[Entries taken from a collection]
——
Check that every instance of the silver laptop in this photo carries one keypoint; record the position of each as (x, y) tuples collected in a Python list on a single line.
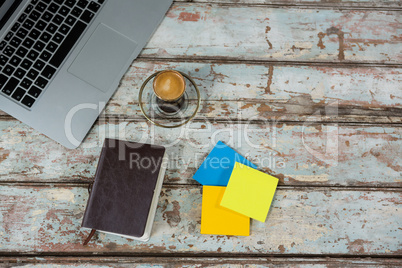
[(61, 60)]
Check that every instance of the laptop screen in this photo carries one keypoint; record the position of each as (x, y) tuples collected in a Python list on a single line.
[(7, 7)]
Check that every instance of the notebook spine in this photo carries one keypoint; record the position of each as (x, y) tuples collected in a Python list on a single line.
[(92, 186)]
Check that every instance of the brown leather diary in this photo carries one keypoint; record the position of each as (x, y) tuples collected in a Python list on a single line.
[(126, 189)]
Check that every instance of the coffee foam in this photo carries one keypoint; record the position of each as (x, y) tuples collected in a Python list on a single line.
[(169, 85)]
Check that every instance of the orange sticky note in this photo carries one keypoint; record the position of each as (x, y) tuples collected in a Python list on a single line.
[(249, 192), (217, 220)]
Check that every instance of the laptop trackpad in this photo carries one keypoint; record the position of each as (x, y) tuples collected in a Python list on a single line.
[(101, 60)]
——
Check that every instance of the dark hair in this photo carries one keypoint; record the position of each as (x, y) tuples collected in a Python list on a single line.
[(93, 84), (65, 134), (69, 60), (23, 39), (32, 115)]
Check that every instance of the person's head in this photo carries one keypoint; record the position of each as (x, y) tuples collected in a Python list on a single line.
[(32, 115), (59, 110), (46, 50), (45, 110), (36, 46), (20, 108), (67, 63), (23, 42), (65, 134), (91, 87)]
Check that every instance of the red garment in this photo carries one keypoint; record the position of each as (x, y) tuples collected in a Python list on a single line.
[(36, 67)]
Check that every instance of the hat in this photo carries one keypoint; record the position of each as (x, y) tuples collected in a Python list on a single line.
——
▶ **EXERCISE DIRECTIONS**
When you reach the line containing "Check that every instance of the red" in the data above, start copying exactly, and stop after the line containing "Check that every instance of the hat".

▶ **SOLUTION**
Check that every instance of the red garment in this photo carries one keypoint; record the position of each as (x, y) tuples collected in a Python list on a single line.
[(36, 67)]
Check that every instance of the hat in this photo carries one keypoint; record the position of each as (x, y) tuples collected in a Python list on a single line.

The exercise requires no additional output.